> Extrait du document
========================================
Vase, entre 1950 et 1960, Coll.MDV, Inv.003.5.16
Vase, entre 1950 et 1960, Coll.MDV, Inv.003.5.16

Le bousillage, à travers les récits de verriers.

Le Musée du verre et de ses métiers de Dordives recueille depuis 2004, les témoignages des salariés des verreries de la vallée du Loing. Les premières campagnes d’archives orales se sont portées sur les verreries de Bagneaux-sur-Loing. Les verriers interrogés lors des entretiens s’expriment sur cette pratique, telle qu’ils l’ont connue entre les années 1950 et 1980 . Mais aussi, telle que leurs parents l’ont vécue durant la Seconde Guerre mondiale. De fait, ces témoignages permettent de brosser un portrait du bousillage, au XXe siècle, à Bagneaux.

Tout d’abord, à quelle date débute la pratique du bousillage à Bagneaux-sur-Loing ? Avant la fin du XIXe siècle, aucune source fiable n’atteste de cette pratique. Est-ce à dire qu’elle n’existait pas avant cette date ? Probablement pas. Simplement, pour cette période, les sources sont rares.
Les premières traces du bousillage remonteraient donc à la fin du XIXe siècle. Les récits font part de cannes de conscrits en verre soufflé, ainsi que de presse-papiers offerts en cadeau de mariage. Les bousillés sont alors fabriqués à partir de verre au plomb de couleur.
A partir des années 1920-1930, la pratique du bousillage est largement attestée. Dans les mémoires, cette période reste celle de l’arrivée du verre Pyrex. Plus difficile à travailler, le façonnage de ce nouveau verre demande de l’entraînement. Le temps consacré à la « bousille » est propice à cet apprentissage et à la transmission du savoir-faire. De cette époque, datent les toutes premières images filmées de « l’art du bousillage ». Dans son film 1600°C, tourné à Bagneaux-sur-Loing, en 1936, le réalisateur G. Gile-Nicaud filme le verrier qui, pendant sa pause, s’exerce à la création d’un bestiaire .

Le bousillage se définit comme la réalisation, dans l’enceinte de la verrerie, mais en dehors du temps de travail, d’une pièce en verre différente de celles proposées au catalogue.
========================================
[Entrées de la collection]
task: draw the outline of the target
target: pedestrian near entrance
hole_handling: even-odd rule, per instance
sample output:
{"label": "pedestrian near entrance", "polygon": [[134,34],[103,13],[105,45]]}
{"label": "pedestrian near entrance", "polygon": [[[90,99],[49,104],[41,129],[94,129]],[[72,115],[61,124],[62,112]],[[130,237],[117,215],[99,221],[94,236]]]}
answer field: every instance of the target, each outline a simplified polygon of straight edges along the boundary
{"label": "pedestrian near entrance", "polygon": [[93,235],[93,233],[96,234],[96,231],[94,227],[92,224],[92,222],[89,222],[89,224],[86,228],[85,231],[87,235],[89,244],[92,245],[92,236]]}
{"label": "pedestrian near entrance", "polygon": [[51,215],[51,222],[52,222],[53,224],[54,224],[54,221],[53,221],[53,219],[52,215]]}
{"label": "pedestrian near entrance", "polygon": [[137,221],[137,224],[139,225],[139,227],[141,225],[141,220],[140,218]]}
========================================
> Exercice écrit A
Répondez à ces questions d'après le texte sur le bousillage :
(i) Depuis quelle année le Musée du verre et de ses métiers de Dordives recueille-t-il les témoignages des salariés des verreries ?
(ii) Avec quel verre les bousillés de la fin du XIXe siècle sont-ils fabriqués ?
(iii) En quelle année le film 1600°C a-t-il été tourné à Bagneaux-sur-Loing ?
> Exercice écrit B
Restituez à l'identique, dans le texte sur le bousillage, tout ce qui va de « Les premières traces » jusqu'à « d’un bestiaire . ».

> Bonne réponse A
(i) Depuis 2004.
(ii) Avec du verre au plomb de couleur.
(iii) En 1936.

> Bonne réponse B
Les premières traces du bousillage remonteraient donc à la fin du XIXe siècle. Les récits font part de cannes de conscrits en verre soufflé, ainsi que de presse-papiers offerts en cadeau de mariage. Les bousillés sont alors fabriqués à partir de verre au plomb de couleur.
A partir des années 1920-1930, la pratique du bousillage est largement attestée. Dans les mémoires, cette période reste celle de l’arrivée du verre Pyrex. Plus difficile à travailler, le façonnage de ce nouveau verre demande de l’entraînement. Le temps consacré à la « bousille » est propice à cet apprentissage et à la transmission du savoir-faire. De cette époque, datent les toutes premières images filmées de « l’art du bousillage ». Dans son film 1600°C, tourné à Bagneaux-sur-Loing, en 1936, le réalisateur G. Gile-Nicaud filme le verrier qui, pendant sa pause, s’exerce à la création d’un bestiaire .